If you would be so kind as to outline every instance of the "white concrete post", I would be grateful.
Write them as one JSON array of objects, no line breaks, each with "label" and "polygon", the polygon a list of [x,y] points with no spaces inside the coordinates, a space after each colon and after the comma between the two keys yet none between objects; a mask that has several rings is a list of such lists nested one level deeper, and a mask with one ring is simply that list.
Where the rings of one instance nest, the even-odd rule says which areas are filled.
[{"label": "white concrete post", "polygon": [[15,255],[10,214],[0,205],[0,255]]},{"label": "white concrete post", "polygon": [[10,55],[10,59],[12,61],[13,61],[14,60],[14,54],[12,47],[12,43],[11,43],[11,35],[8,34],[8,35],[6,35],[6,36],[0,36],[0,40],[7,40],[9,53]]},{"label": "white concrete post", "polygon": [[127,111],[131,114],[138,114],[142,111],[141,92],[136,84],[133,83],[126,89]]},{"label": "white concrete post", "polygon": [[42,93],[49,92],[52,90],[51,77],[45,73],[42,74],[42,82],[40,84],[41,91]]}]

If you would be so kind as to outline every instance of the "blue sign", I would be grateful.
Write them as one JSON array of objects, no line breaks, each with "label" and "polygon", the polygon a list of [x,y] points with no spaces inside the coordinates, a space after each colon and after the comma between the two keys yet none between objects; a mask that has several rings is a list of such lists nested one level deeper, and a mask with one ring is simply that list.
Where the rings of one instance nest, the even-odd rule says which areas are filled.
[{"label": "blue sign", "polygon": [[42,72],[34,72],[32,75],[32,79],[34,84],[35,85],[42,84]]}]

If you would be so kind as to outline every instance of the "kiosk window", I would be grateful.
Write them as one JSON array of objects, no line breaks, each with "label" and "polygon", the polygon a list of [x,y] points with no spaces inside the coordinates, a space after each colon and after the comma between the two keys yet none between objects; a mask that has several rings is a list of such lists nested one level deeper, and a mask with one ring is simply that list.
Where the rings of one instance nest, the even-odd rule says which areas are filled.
--------------------
# [PROMPT]
Please count the lines in the records above that contain the string "kind", treating uppercase and lowercase as different. Reply with the number alone.

# [RESULT]
3